> _Задания для выполнения_
A. Кто, согласно отрывку о «Ласковом мае», создал так называемый «Ласковый май-2»?
B. Перескажите отрывок о «Ласковом мае» в трех предложениях.
C. Продолжите отрывок о «Ласковом мае», начав сразу после его последнего предложения.

> _Цитируемый текст_
______

Андрей Разин - Зима в стране "Ласкового мая"
Эх, уважаемый Саша Невзоров, до чего же хорошо быть любимцем телевидения и радовать телезрителей разными небылицами! Если бы вы хоть раз представили себя на месте того, в чей адрес была допущена "ошибочка", вы бы, наверное, решились бы на Поступок. Говорят, раньше в Питере солидные люди их совершали. Когда, пусть невольно, делали нечто некрасивое, то уходили в отставку. Или прилюдно признавались, исправляли допущенное. Но нынче такое, похоже, не в моде.
Я смотрю на "Хит-парад" и думаю про Юру Филинова. Как хорошо, сидя за редакционным столом, воображать себя вершителем судеб и ревнителем чистоты, прикидываться жрецом от поп-музыки. Красиво и нетрудно. Но как увязать все это с одним маленьким обстоятельством: когда я узнал, что высоко принципиальный журналист Юрий Филинов проводит концерты так называемого "Ласкового мая-2", созданного оборотистым Мишей Томилиным, кстати, по согласованию все с тем же Веденкиным. Узок круг моих знакомств! После этого я перестал верить жгучему глаголу Филинова. Мне кажется, что и читинской историей, и выступлениями на ТВ, которые моментально опровергались, Филинов оказал медвежью услугу самой популярной молодежной газете страны и лично товарищу
Фронину, которому пришлось потом прибегать к многочисленным объяснениям и всячески отмывать честь печатного мундира.
…Падают снежинки, и я, по старой детской привычке, считаю, что нынешний год обещает быть лучше прошлого, и еще думаю о том, насколько обыкновенная алчность способна искалечить все лучшее в людях. Пока меня терзал Шерешовец, многие знакомые и даже друзья, предвидя мою "кончину", быстренько бросились делать деньги любыми средствами. О Войтенко я уже сказал. Подговорив детей писать обо мне в органы всякие небылицы, он успел дать несколько "концертов" под фонограммы "Ласкового мая" и, наверное, что-то поимел.

______

> _Исходные данные_
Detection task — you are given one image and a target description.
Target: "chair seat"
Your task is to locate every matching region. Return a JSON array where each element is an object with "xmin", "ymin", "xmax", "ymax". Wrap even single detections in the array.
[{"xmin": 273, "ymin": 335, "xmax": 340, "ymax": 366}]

______

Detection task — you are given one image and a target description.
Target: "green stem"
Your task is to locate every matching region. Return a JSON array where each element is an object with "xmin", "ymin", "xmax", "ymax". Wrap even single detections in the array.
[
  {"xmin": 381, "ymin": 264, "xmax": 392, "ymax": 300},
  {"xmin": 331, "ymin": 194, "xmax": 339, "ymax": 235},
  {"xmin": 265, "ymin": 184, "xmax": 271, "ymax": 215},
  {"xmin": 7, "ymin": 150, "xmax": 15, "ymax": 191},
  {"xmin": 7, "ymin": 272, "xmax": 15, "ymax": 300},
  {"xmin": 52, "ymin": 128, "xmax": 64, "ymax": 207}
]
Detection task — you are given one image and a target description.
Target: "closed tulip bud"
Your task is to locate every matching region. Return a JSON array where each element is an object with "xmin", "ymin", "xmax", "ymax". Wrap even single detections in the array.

______

> _Ответы по заданиям_
A. Его создал Миша Томилин по согласованию с Веденкиным.

B. Автор упрекает Сашу Невзорова в том, что тот радует телезрителей небылицами и не решается признать допущенную ошибку. Он также пишет, что перестал верить Юрию Филинову, который изображал ревнителя чистоты поп-музыки, но проводил концерты «Ласкового мая-2». Размышляя об алчности, автор вспоминает, как знакомые и даже друзья, предвидя его «кончину», бросились делать деньги, а Войтенко подговорил детей писать о нем небылицы и дал несколько «концертов» под фонограммы «Ласкового мая».

C.
Вообще этот прыткий юноша пошел бы далеко, если бы не остановила милиция. Началось следствие… Короче говоря, менеджера из него не получилось, а дни, проведенные в изоляторе временного содержания, еще будут напоминать ему о том, что поговорка "не рой другому яму" придумана совсем не глупыми людьми…
Но круги от камня, брошенного в "Ласковый май", до сих пор расходятся по стране. До сих пор легковерные репортеры спрашивают меня о всякой чепухе — кто побил Филинова, например, хотя я уверен, что все это выдумки для рекламы самого Филинова. Или о моих сокровищах. А некоторые филармонические деятели чешут затылки на предмет: предоставлять сцену "Ласковому маю", или это опасно… Смешные люди. Странное время.
Как я был племянником генсека
Телевизор может сделать человека знаменитым за пять минут. Кто владеет телеэфиром — владеет миром. Даже такие титаны шоу-бизнеса, как Майкл Джексон, трепещут перед телерепортерами и ведущими шоу, потому что стоит им чуть-чуть перекрыть кислород, как кумир будет забыт, а потом и повержен в прах. И наоборот. Если ежевечерне одновременно со ста миллионов домашних экранов вдалбливать в голову и сознание рядового гражданина чей-то простенький образ, то любого безголосого хориста запросто можно сделать идолом. Особенно в наших широтах, где печатному слову и видеоинформации верят не меньше, чем слову Божьему.
Мне очень хотелось увидеть себя на телеэкране.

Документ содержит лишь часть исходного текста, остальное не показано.